■ GIVEN REQUEST A
In the Statalist message, what edition of Stata does Gauri Khanna say the 80 character limit is a problem of?
■ GIVEN REQUEST B
Rewrite the passage of the Statalist message that begins at "But most of" and stops after "the other solutions.", substituting "notes" for "comments".

■ GIVEN TEXT
● ● ●
Statalist The Stata Listserver


[Date Prev][Date Next][Thread Prev][Thread Next][Date index][Thread index]

RE: st: Re: Compress and saveold


From   "Gauri Khanna" <[email protected]>
To   [email protected]
Subject   RE: st: Re: Compress and saveold
Date   Sun, 21 Jan 2007 08:19:00 +0000

Dear Maarten and Michael,

Thank you so much for your answers. I now have learnt that the 80 character limit is a Stata/SE problem and not a Stata 8 problem.

But most of all, I thank you for the options that you sent. While hacking off the characters seem most appropriate at the moment since these variables are more like comments but I certainly value the other solutions.

I tried to hack off the string and compress if after and it works!

Thank you again.

Regards,

Gauri



From: "Michael Blasnik" <[email protected]>
Reply-To: [email protected]
To: <[email protected]>
Subject: st: Re: Compress and saveold
Date: Sat, 20 Jan 2007 14:47:49 -0500

There are a couple of issues.

1) The 80 character limit is not a v8 vs. v9 issue but a Stata/SE vs. regular (intercooled) Stata issue.
● ● ●
■ DATA SHOWN
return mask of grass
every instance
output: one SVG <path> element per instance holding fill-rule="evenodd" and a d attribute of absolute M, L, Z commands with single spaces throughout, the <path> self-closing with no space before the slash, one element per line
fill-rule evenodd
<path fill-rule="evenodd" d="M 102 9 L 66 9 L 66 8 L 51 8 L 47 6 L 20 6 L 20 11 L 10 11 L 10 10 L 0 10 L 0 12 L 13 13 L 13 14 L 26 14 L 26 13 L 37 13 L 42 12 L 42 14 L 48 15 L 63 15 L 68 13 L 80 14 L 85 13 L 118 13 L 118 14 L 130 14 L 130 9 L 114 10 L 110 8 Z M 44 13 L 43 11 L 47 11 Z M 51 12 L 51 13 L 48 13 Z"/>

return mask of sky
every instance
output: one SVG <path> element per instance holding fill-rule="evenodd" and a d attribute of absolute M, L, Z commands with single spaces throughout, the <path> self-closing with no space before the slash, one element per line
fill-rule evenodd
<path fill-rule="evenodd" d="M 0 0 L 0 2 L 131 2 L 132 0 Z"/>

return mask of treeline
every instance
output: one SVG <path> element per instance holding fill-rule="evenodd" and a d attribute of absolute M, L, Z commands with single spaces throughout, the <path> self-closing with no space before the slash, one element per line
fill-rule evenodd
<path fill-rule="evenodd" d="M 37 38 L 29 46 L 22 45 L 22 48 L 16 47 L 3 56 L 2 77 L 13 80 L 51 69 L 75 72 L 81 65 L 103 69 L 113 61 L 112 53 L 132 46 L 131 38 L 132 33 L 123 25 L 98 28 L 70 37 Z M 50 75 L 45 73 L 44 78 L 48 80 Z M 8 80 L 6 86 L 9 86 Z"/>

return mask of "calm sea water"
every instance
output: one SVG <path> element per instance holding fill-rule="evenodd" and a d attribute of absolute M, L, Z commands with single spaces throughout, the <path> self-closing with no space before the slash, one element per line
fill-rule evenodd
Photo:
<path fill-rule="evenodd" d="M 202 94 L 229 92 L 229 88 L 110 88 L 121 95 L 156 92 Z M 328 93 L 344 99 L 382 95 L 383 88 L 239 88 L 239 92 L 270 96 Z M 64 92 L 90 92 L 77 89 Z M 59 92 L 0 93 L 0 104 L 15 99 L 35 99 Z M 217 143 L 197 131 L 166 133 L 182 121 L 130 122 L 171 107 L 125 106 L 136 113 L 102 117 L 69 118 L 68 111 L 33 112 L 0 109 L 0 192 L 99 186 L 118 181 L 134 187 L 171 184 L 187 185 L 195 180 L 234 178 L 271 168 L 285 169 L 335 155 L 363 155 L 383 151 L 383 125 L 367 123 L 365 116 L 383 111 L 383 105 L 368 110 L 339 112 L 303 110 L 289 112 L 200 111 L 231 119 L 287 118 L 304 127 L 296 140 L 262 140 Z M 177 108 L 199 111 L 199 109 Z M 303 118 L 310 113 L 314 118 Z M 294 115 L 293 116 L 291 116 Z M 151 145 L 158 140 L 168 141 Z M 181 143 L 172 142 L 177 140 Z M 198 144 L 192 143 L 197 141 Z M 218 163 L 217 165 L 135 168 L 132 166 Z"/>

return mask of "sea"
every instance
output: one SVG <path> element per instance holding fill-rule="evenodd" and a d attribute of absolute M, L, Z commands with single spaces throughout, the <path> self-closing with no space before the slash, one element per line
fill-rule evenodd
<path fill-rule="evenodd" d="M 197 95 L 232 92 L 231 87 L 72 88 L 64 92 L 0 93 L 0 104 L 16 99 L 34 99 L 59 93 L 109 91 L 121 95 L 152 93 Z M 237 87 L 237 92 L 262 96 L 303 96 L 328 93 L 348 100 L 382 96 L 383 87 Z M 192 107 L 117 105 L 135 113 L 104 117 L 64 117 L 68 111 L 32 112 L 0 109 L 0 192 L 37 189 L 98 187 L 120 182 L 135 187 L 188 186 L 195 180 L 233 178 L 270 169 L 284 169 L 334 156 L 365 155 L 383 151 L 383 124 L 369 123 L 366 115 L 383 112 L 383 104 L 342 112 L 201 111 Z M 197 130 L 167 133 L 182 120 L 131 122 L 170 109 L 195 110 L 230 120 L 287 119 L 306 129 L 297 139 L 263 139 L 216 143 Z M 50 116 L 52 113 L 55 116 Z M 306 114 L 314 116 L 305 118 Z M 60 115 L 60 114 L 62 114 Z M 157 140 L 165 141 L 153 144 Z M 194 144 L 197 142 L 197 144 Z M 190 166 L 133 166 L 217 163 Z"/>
● ● ●
■ WRITTEN SOLUTION A
It is a Stata/SE problem, not a Stata 8 problem.

■ WRITTEN SOLUTION B
But most of all, I thank you for the options that you sent. While hacking off the characters seem most appropriate at the moment since these variables are more like notes but I certainly value the other solutions.